OBJECTIVE: Count the lines in the entries below that contain the string "front". Case counts, so reply with the number alone.

DATA SHOWN:
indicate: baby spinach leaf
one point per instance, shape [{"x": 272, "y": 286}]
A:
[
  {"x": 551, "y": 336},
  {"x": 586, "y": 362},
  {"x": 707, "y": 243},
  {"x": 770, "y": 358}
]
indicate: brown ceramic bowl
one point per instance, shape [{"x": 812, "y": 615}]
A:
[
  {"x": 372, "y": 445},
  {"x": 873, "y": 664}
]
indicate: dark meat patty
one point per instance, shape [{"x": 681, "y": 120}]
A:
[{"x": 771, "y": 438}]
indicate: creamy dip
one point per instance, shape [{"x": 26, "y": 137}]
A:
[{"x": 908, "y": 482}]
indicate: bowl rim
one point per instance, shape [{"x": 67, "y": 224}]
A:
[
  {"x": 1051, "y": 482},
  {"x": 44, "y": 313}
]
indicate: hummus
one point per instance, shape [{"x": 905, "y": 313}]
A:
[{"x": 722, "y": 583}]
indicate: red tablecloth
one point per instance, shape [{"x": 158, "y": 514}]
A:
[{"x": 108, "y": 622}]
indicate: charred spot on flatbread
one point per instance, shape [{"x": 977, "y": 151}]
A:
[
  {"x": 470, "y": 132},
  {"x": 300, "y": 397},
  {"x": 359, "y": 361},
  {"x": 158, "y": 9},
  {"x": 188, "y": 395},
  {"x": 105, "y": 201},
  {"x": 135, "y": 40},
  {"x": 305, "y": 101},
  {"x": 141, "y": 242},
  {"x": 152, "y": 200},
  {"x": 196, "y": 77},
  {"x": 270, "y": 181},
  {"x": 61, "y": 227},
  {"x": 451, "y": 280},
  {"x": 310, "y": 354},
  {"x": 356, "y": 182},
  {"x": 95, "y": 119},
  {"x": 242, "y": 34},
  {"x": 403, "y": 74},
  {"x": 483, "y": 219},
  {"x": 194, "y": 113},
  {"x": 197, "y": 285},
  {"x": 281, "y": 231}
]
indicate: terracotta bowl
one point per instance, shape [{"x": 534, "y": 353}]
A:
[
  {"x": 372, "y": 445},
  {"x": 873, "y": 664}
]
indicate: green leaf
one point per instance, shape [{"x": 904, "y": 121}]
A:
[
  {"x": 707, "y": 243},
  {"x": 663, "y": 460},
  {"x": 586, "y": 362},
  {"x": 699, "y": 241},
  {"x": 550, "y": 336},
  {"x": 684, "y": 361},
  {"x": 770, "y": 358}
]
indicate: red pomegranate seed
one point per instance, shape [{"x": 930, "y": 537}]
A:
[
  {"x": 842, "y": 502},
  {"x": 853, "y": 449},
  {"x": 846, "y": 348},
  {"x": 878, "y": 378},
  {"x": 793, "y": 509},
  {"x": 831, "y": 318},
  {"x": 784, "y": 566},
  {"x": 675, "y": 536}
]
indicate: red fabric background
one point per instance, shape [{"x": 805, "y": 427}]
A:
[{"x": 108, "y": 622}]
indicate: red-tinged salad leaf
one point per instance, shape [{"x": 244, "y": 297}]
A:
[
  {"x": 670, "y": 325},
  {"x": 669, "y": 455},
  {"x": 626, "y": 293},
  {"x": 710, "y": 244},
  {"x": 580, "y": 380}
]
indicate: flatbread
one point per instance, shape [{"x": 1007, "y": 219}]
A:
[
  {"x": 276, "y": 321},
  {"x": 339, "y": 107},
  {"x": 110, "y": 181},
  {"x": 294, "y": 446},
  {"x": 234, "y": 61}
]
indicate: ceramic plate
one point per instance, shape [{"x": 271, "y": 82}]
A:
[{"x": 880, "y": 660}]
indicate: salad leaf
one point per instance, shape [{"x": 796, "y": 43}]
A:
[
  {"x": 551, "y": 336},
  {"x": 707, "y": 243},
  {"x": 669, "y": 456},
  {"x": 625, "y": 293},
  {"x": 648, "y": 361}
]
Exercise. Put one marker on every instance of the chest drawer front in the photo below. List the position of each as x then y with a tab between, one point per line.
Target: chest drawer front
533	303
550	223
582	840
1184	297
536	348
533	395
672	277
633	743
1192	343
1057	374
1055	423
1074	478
==
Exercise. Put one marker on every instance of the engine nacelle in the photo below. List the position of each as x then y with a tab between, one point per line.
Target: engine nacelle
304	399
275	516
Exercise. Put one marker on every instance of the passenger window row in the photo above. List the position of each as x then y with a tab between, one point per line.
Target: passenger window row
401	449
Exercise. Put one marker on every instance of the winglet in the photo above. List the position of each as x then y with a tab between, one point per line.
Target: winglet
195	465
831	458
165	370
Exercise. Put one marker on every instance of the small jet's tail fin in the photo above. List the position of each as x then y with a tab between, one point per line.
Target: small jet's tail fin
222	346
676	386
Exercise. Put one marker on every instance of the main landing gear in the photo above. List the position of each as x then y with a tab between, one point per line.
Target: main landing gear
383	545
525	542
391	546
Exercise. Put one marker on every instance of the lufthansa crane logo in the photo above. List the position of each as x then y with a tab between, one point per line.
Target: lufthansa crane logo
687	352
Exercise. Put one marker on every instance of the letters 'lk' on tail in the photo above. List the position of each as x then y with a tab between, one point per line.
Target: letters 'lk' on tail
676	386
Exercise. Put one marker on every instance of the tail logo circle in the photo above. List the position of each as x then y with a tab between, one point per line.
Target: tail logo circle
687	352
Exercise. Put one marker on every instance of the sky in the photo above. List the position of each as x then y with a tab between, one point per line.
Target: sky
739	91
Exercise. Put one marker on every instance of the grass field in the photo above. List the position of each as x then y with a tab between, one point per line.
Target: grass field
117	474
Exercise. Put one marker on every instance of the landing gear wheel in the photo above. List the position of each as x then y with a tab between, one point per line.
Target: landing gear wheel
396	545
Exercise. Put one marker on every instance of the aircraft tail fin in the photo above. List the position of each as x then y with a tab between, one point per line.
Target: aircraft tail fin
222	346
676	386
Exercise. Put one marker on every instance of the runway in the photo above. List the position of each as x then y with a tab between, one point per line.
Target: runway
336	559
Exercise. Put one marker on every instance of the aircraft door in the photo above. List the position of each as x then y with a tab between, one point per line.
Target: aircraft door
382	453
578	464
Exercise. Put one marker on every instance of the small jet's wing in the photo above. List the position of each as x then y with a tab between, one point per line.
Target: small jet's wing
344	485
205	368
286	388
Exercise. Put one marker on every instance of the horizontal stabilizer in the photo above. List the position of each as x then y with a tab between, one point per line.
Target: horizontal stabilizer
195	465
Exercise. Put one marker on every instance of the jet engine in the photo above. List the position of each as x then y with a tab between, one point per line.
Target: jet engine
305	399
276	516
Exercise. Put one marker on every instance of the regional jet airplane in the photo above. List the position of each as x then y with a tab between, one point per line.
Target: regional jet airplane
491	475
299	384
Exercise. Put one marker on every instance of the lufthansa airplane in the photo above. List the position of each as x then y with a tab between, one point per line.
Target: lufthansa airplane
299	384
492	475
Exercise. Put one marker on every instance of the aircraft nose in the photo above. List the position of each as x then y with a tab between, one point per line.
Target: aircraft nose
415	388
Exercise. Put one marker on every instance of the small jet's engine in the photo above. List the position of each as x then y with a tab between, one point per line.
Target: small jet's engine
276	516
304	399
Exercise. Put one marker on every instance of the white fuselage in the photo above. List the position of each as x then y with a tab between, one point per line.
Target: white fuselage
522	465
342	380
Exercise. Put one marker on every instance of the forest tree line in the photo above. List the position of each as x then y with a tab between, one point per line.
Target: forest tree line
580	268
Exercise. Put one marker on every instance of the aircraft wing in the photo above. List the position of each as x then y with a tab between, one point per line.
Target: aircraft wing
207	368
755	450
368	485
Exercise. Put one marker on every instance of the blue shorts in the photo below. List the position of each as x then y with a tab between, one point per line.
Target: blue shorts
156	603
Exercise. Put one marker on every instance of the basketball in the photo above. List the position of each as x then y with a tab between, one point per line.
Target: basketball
--
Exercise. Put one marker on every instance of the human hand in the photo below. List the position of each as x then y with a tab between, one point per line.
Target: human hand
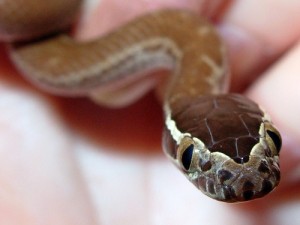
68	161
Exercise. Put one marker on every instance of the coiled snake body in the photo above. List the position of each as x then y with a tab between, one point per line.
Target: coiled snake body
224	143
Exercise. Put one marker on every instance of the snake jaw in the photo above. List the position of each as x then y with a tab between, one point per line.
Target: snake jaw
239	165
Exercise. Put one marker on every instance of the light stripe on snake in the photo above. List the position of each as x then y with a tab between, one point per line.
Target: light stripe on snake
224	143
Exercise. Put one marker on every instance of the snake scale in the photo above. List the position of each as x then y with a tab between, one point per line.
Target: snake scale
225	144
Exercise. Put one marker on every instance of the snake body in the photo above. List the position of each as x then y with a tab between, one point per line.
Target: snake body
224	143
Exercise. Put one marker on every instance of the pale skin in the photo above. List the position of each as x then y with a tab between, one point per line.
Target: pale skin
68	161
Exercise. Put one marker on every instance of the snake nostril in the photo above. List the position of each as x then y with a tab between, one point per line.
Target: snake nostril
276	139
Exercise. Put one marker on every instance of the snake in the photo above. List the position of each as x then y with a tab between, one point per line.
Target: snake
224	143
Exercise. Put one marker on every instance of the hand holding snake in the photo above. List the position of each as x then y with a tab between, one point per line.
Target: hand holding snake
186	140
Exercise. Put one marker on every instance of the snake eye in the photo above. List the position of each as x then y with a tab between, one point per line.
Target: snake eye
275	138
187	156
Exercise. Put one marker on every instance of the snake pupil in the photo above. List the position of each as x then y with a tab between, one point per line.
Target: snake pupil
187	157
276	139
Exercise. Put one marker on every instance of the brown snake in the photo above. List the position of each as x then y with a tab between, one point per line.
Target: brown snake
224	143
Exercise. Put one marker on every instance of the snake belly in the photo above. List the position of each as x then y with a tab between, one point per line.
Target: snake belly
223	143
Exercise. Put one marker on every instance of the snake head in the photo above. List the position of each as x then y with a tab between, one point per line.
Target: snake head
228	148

RESPONSE TO THIS EXERCISE: 2